STATED GOAL. Give back, unaltered, the lines of the material that run from the line containing "the white sneaker" up to and including the final line of the material.

STORED ROWS.
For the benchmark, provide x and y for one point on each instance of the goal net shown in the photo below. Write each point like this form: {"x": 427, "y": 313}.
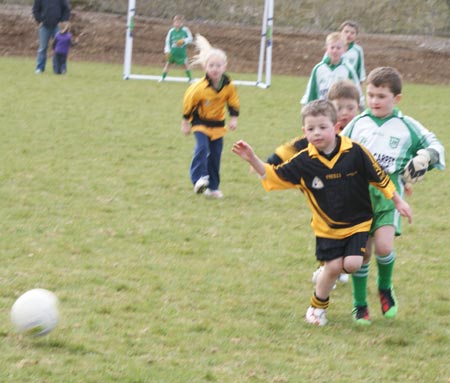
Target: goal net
{"x": 264, "y": 69}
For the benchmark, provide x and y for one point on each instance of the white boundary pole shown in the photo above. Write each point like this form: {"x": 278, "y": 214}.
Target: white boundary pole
{"x": 262, "y": 46}
{"x": 269, "y": 39}
{"x": 129, "y": 39}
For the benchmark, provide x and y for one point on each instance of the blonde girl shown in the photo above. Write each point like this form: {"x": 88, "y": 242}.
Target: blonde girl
{"x": 204, "y": 115}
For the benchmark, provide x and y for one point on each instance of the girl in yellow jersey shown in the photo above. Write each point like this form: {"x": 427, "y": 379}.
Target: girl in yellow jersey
{"x": 204, "y": 114}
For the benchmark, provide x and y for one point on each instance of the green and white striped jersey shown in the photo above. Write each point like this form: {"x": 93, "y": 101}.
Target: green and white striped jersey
{"x": 170, "y": 44}
{"x": 324, "y": 75}
{"x": 393, "y": 140}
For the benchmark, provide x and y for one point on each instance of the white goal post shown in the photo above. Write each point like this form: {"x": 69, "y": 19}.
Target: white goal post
{"x": 265, "y": 53}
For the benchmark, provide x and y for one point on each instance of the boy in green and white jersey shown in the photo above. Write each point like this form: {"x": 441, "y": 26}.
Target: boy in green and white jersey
{"x": 175, "y": 47}
{"x": 397, "y": 142}
{"x": 331, "y": 69}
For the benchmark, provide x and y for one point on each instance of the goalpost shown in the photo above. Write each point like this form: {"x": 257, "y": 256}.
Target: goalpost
{"x": 264, "y": 73}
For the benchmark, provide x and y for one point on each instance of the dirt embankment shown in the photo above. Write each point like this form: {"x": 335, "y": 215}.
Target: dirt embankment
{"x": 420, "y": 59}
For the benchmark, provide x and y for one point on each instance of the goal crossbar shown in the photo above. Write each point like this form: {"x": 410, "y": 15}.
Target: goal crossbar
{"x": 264, "y": 73}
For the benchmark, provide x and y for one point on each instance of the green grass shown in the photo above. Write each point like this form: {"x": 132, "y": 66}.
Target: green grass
{"x": 159, "y": 285}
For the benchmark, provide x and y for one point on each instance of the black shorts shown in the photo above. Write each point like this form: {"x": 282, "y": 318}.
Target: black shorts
{"x": 328, "y": 249}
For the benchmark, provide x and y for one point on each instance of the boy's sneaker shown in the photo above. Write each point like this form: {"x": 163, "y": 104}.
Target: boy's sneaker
{"x": 388, "y": 301}
{"x": 213, "y": 193}
{"x": 201, "y": 184}
{"x": 316, "y": 316}
{"x": 316, "y": 276}
{"x": 361, "y": 315}
{"x": 343, "y": 278}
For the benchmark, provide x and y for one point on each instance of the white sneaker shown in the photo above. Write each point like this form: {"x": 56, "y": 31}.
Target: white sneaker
{"x": 201, "y": 184}
{"x": 213, "y": 193}
{"x": 343, "y": 278}
{"x": 316, "y": 316}
{"x": 316, "y": 274}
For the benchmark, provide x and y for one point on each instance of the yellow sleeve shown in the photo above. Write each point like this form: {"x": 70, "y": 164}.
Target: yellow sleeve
{"x": 190, "y": 101}
{"x": 273, "y": 182}
{"x": 233, "y": 101}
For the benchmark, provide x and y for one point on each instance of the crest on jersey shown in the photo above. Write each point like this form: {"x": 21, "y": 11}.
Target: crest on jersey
{"x": 393, "y": 142}
{"x": 317, "y": 183}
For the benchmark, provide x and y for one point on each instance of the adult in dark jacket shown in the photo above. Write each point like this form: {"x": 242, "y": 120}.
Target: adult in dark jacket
{"x": 48, "y": 13}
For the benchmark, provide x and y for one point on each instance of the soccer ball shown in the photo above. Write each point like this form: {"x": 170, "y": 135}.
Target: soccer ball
{"x": 35, "y": 312}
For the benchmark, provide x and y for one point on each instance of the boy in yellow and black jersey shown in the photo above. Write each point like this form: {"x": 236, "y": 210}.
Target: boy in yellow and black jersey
{"x": 334, "y": 174}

REPLY.
For the benchmark, provide x and y for one point on each instance of the white sneaker shown in the photo above. Write each point like this form: {"x": 56, "y": 31}.
Target: white sneaker
{"x": 201, "y": 184}
{"x": 213, "y": 193}
{"x": 343, "y": 278}
{"x": 316, "y": 316}
{"x": 316, "y": 274}
For the benchmark, provide x and y for one point on each instance of the yellow sleeve shown in the photo above. Write each point like this form: {"x": 70, "y": 164}.
Target: yellow sleeve
{"x": 190, "y": 101}
{"x": 273, "y": 182}
{"x": 233, "y": 101}
For the benchmark, provide x and y for one point on each instance of the crest on jersey shown in the photo above. Write each point like this form: {"x": 21, "y": 11}.
Target: crest on jersey
{"x": 393, "y": 142}
{"x": 317, "y": 183}
For the benchmark, provide x and y for one point on each instance of the adult in dark jacket shown in the photo above. Write each point like this form: {"x": 242, "y": 120}.
Target: adult in dark jacket
{"x": 48, "y": 13}
For the benchmark, provide x and y for one point on each instance of the soccer ball shown in the photo above. Write each point like this form: {"x": 170, "y": 135}.
Target: soccer ball
{"x": 35, "y": 312}
For the benchmark, provide x and y for one point on each instance of the boy in yellow and black jersey shown in the photo above. Write each point like this form: {"x": 236, "y": 210}.
Target: boy in yellow and black jersey
{"x": 334, "y": 174}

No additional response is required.